ACTIVITY —
Reproduce each line below with no alterations.
#### RECORD EXTRACTS
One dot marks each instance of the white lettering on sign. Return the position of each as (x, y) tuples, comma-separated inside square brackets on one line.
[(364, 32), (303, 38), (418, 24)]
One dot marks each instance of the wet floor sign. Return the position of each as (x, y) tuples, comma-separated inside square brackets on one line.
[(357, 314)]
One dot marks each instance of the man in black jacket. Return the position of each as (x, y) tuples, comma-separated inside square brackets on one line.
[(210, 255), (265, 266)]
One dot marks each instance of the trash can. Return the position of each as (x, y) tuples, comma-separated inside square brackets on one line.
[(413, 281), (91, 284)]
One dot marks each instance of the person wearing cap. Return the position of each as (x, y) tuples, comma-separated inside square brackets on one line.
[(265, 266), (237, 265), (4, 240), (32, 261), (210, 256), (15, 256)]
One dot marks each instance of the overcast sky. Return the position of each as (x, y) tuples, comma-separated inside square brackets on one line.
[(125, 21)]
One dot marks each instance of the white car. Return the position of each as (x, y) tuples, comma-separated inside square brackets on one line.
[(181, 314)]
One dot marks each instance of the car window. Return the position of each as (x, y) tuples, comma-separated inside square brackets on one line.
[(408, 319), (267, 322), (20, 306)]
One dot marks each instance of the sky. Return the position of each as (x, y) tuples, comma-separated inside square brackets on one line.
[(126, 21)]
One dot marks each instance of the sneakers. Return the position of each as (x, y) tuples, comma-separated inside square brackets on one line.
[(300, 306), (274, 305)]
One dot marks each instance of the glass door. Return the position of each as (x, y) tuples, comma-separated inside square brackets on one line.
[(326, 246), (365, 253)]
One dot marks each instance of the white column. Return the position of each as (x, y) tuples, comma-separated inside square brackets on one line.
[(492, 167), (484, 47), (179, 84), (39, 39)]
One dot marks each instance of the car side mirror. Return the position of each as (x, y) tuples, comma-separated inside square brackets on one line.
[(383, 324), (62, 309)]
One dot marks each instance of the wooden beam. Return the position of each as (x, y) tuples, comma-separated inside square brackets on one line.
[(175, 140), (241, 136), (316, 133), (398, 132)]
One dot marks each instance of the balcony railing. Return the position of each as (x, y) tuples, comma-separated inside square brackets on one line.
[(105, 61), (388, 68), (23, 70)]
########
RESPONSE AREA —
One dot marks each instance of the white lettering on sign. Return the position of each as (x, y) tuples, comma-separated inside square brackets on one line.
[(364, 32), (303, 38), (418, 24)]
One dot marks each instance of the wet floor sign. Return the position of each as (x, y) tuples, comma-separated inside square brackets on one line.
[(357, 314)]
One dot marks each instance of the man in black jacket. Return the position of each as (x, y) tuples, comma-separated inside square brackets on one line.
[(210, 255), (265, 266)]
One dot marks each instance of the trash can. Return the position of each as (x, y) tuples, comma-separated inside square brackets on one line.
[(413, 281), (91, 284)]
One dot marks each instance of the person wearing cap. Return the position of each as (x, y) tuples, comma-separated inside square brackets on one line.
[(265, 266), (237, 265), (4, 240), (32, 261), (210, 256), (15, 256)]
One dot marks each instance of the overcast sky. Return the position of each as (x, y) tuples, comma-separated inside square brackets on one line.
[(125, 21)]
One dot marks each instance of the white car. Return the position of each as (x, y) tuples, comma-separated inside square brackets on one line.
[(181, 314)]
One dot marks each instance of the car window. Return the position of each as (x, y) tuples, comma-separated inside square brackets on one line.
[(408, 319), (267, 322), (20, 306)]
One dot marks each instance of the sky. Return the position of each as (x, y) tuples, comma-separated inside square brackets on one line.
[(126, 21)]
One dot marks each instance of the sneakers. Return the position of each as (x, y) tuples, comma-separated inside square brackets on one line.
[(300, 306), (274, 305)]
One dot marks each instance of the glass door. Return the position of each as (x, y) tuples, comma-separated inside square brackets on one line.
[(326, 246), (365, 253)]
One dot marks each instance of the white column. Return the position of each as (x, y) tuples, comma-separated inside square brackets on one line.
[(492, 167), (484, 47), (179, 84), (39, 39)]
One dot marks each instance of the car side mirror. Return the position of each as (x, y) tuples, comma-separated inside square brackets on one line.
[(383, 324), (62, 309)]
One dot marks each instance of the wooden beam. Return the position of each as (x, y) tuples, comma-separated inside square brackets on one line.
[(175, 140), (241, 136), (316, 133), (398, 132)]
One dot marks each instance of the balcony railing. Return the position of each as (x, y) tuples, comma-separated inside square brackets on one line.
[(105, 61), (388, 68), (23, 70)]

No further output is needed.